--- START ---

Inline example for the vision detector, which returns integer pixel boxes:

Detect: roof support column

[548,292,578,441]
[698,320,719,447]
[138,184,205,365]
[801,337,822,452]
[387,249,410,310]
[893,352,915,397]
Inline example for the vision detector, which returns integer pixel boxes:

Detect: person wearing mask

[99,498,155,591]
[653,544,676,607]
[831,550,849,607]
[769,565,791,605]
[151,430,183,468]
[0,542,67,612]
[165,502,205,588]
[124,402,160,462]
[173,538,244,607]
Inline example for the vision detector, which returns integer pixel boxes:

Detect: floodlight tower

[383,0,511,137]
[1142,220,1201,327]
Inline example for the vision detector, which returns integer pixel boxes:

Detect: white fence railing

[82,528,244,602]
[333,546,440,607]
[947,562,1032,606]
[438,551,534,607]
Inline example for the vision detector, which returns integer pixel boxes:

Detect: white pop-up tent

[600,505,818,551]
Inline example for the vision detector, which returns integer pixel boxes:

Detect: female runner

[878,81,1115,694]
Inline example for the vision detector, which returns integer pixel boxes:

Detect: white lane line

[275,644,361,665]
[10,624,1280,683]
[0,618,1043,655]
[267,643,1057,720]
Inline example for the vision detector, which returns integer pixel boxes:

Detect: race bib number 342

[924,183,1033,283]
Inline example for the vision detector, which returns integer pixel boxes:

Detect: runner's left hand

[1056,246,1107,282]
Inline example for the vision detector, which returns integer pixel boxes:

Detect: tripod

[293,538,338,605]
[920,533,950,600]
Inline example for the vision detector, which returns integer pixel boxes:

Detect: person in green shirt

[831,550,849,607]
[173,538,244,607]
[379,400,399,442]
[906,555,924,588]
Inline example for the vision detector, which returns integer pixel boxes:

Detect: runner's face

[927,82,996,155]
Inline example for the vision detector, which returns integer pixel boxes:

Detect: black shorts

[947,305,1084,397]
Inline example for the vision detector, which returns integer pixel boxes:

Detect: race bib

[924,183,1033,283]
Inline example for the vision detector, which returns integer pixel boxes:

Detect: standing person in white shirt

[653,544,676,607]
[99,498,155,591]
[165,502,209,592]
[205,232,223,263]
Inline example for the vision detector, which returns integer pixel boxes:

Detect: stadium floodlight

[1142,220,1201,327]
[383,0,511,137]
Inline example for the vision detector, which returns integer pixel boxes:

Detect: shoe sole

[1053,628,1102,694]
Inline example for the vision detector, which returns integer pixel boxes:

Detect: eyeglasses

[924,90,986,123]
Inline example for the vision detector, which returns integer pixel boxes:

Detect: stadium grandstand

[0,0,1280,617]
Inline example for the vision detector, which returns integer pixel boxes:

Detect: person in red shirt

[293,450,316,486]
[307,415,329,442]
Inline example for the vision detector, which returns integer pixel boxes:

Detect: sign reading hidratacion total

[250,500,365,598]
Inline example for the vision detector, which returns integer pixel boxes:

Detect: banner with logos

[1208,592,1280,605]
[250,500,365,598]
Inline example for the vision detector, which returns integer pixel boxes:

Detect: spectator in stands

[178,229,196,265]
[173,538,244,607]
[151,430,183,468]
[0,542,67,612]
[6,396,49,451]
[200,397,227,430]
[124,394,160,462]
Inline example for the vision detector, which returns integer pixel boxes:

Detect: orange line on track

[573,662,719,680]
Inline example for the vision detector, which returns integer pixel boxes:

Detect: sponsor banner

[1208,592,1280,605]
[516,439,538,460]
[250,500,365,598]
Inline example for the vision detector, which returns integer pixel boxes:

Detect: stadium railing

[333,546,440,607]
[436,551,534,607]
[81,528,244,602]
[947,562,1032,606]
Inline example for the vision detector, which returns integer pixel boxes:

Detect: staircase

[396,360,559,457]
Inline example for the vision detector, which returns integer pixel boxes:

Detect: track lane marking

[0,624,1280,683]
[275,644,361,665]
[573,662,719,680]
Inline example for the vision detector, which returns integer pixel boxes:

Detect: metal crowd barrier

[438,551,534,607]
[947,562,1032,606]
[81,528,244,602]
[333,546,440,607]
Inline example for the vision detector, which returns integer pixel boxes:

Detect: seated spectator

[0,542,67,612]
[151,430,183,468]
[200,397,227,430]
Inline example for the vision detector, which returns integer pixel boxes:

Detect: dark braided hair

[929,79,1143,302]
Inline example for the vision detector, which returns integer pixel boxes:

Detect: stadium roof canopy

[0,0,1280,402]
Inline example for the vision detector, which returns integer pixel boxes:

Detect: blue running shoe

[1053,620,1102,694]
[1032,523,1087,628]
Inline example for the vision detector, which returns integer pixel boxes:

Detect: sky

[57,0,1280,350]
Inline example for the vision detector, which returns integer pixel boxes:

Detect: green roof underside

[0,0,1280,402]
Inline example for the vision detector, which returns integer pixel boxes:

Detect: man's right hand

--- END ---

■ **SHORT PROBLEM**:
Reproduce all of the material above word for word, keeping every line in its original order.

■ **FINAL RESULT**:
Inline example for the vision detector, which returns integer pixel boxes:

Detect: roof support column

[548,292,578,441]
[698,320,719,447]
[138,184,205,365]
[801,337,822,452]
[387,249,410,310]
[893,352,915,397]
Inline example for the vision detector, which returns integer pixel boxes:

Detect: person wearing mask

[99,498,155,591]
[653,544,676,607]
[831,550,849,607]
[769,565,791,605]
[151,430,183,468]
[0,542,67,612]
[165,502,205,588]
[124,402,160,462]
[173,538,244,607]
Inline example for the vision detector, which returns integer pixel boxes:

Detect: floodlight tower

[383,0,511,137]
[1142,220,1201,327]
Inline example for the vision detector, which returns integer pixel boxes:

Detect: white fence railing

[82,528,244,602]
[333,546,440,607]
[947,562,1032,606]
[438,551,534,607]
Inline example for the vision detector, which returns integer pixel boxes:

Detect: white pop-up tent

[600,505,818,551]
Inline example for the vision detector, which returns integer pixel boxes:

Detect: female runner

[878,81,1115,694]
Inline example for the vision detector, which returns integer pixel boxes:

Detect: white lane line

[275,644,361,665]
[10,624,1280,683]
[0,618,1043,655]
[267,643,1057,720]
Inline example for the vision detector, which returns integer pixel boxes:

Detect: race bib number 342

[924,183,1033,283]
Inline example for the vision detector, which returns integer pixel boxes:

Detect: runner's left hand

[1056,246,1107,282]
Inline example for the vision detector, which returns integer pixel boxes:

Detect: tripod

[293,538,338,605]
[920,533,950,600]
Inline example for the vision detector, which returns integer pixel boxes:

Detect: person in green shirt

[831,550,849,607]
[173,538,244,607]
[379,400,399,442]
[906,555,924,588]
Inline example for the vision detector, which returns integer pixel boxes:

Detect: runner's face

[927,82,996,155]
Inline example for the vision detector, which returns integer pixel boxes:

Detect: black shorts

[947,305,1084,397]
Inline example for the vision detector, which returns integer pixel boxes:

Detect: race bib

[924,183,1033,283]
Inline example for the vision detector, which returns integer pixel boxes:

Detect: standing person in white shirt

[653,544,676,607]
[99,498,155,591]
[165,502,209,592]
[205,232,223,263]
Inline example for the vision detector, which returns integer pixel boxes:

Detect: stadium floodlight

[1142,220,1201,327]
[383,0,511,137]
Inline example for the vision detector, which returns integer pixel boxes:

Detect: shoe sole

[1053,628,1102,694]
Inline example for the vision detector, which returns integer pixel boxes:

Detect: eyeglasses

[924,90,986,123]
Inline example for the vision detector, which returns integer pixel boxes:

Detect: stadium grandstand

[0,0,1280,617]
Inline example for the vision detector, which returns integer pixel boxes:

Detect: person in red shirt

[293,450,316,486]
[307,415,329,442]
Inline example for the vision detector, which returns integer pixel boxes:

Detect: sign reading hidratacion total

[250,500,365,598]
Inline example for the vision detector, which returns integer pixel boxes:

Detect: banner with logos

[1208,592,1280,605]
[250,500,365,598]
Inline example for the vision detector, which returns integer pixel boxes:

Detect: spectator in stands

[178,229,196,265]
[173,538,244,607]
[151,430,183,468]
[0,542,67,612]
[6,396,49,451]
[200,397,227,430]
[124,394,160,462]
Inline example for the vision detector, which returns integer pixel boxes:

Detect: orange line on track

[573,662,719,680]
Inline example for the vision detector, which returns integer pixel boxes:

Detect: sponsor banner

[1208,592,1280,605]
[516,439,538,460]
[250,500,365,598]
Inline example for the vision detector, which returns integer pixel boxes:

Detect: stadium railing

[333,546,440,607]
[436,551,534,607]
[81,528,244,602]
[947,562,1032,606]
Inline example for the vision detector, which returns integer pixel boxes:

Detect: staircase

[396,360,559,457]
Inline example for the vision detector, which returns integer pixel boxes:

Detect: track lane marking

[0,624,1280,683]
[275,644,361,665]
[573,662,719,680]
Inline example for the vision detector, which returns integer pixel boxes:

Detect: metal crowd barrier

[438,551,534,607]
[947,562,1032,606]
[81,528,244,602]
[333,546,440,607]
Inline example for the vision detector, which returns integer pixel boxes:

Detect: seated spectator

[0,542,67,612]
[151,430,183,468]
[200,397,227,430]
Inline example for the vision detector, which returns integer pixel boxes:

Detect: dark braided hair

[929,79,1143,302]
Inline example for the vision detector, which returns integer pixel boxes:

Detect: stadium roof canopy

[0,0,1280,402]
Inline example for the vision detector, which returns integer pixel boxes:

Detect: blue running shoe

[1053,620,1102,694]
[1032,523,1087,628]
Inline example for the vision detector, which returns integer pixel boxes:

Detect: sky

[57,0,1280,350]
Inline example for the vision detector, which returns integer pixel boxes:

Detect: green roof underside

[0,0,1280,402]
Inline example for the vision detector, which returns integer pixel boxes:

Detect: man's right hand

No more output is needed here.